### Problem
Every record below, from first to last: print it exactly as shown.
[Information — start]
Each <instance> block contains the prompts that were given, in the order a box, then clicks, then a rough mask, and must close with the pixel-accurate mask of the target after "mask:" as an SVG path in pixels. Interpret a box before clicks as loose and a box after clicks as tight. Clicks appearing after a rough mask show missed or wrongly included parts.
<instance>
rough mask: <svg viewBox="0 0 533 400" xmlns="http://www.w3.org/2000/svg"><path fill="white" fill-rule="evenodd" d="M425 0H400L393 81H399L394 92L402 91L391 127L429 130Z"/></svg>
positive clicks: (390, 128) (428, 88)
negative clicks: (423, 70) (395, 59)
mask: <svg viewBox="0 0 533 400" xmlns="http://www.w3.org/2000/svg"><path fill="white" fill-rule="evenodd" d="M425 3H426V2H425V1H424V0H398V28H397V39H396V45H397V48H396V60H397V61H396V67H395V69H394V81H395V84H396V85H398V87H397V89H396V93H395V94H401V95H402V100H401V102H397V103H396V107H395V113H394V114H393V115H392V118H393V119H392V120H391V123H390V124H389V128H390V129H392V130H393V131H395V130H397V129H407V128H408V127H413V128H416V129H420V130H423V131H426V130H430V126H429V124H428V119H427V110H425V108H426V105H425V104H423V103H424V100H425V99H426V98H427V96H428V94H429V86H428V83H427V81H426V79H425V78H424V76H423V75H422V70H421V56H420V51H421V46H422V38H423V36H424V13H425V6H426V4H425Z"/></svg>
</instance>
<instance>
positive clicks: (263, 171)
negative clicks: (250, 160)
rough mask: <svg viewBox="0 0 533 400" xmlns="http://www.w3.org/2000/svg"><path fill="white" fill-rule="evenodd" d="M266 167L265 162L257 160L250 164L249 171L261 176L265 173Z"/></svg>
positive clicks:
[Information — finish]
### Reply
Each <instance> block contains the prompts that were given, in the order a box, then clicks, then a rough mask, and must close with the pixel-accurate mask of the target after "mask:" as an SVG path in pixels. Interpret a box before clicks as loose and a box after clicks as tight. Clicks appearing after a rough mask show missed or wrongly included parts.
<instance>
rough mask: <svg viewBox="0 0 533 400" xmlns="http://www.w3.org/2000/svg"><path fill="white" fill-rule="evenodd" d="M425 0H400L393 81H399L394 92L402 91L391 127L429 130Z"/></svg>
positive clicks: (390, 128) (428, 88)
negative clicks: (423, 70) (395, 59)
mask: <svg viewBox="0 0 533 400" xmlns="http://www.w3.org/2000/svg"><path fill="white" fill-rule="evenodd" d="M425 3H426V2H425V1H424V0H398V28H397V39H396V45H397V48H396V60H397V61H396V67H395V69H394V81H395V84H396V85H398V87H397V89H396V93H395V94H401V95H402V100H401V102H397V103H396V107H395V113H394V114H393V115H392V118H393V119H392V120H391V123H390V124H389V128H390V129H392V130H393V131H395V130H397V129H407V128H408V127H413V128H416V129H420V130H423V131H426V130H430V126H429V124H428V119H427V110H425V108H426V105H425V104H423V103H424V100H425V99H426V98H427V96H428V94H429V86H428V83H427V81H426V79H425V78H424V76H423V75H422V70H421V56H420V51H421V46H422V38H423V36H424V13H425V6H426V4H425Z"/></svg>
</instance>
<instance>
positive clicks: (263, 171)
negative clicks: (250, 160)
rough mask: <svg viewBox="0 0 533 400" xmlns="http://www.w3.org/2000/svg"><path fill="white" fill-rule="evenodd" d="M266 167L265 162L257 160L250 164L249 171L261 176L265 173Z"/></svg>
positive clicks:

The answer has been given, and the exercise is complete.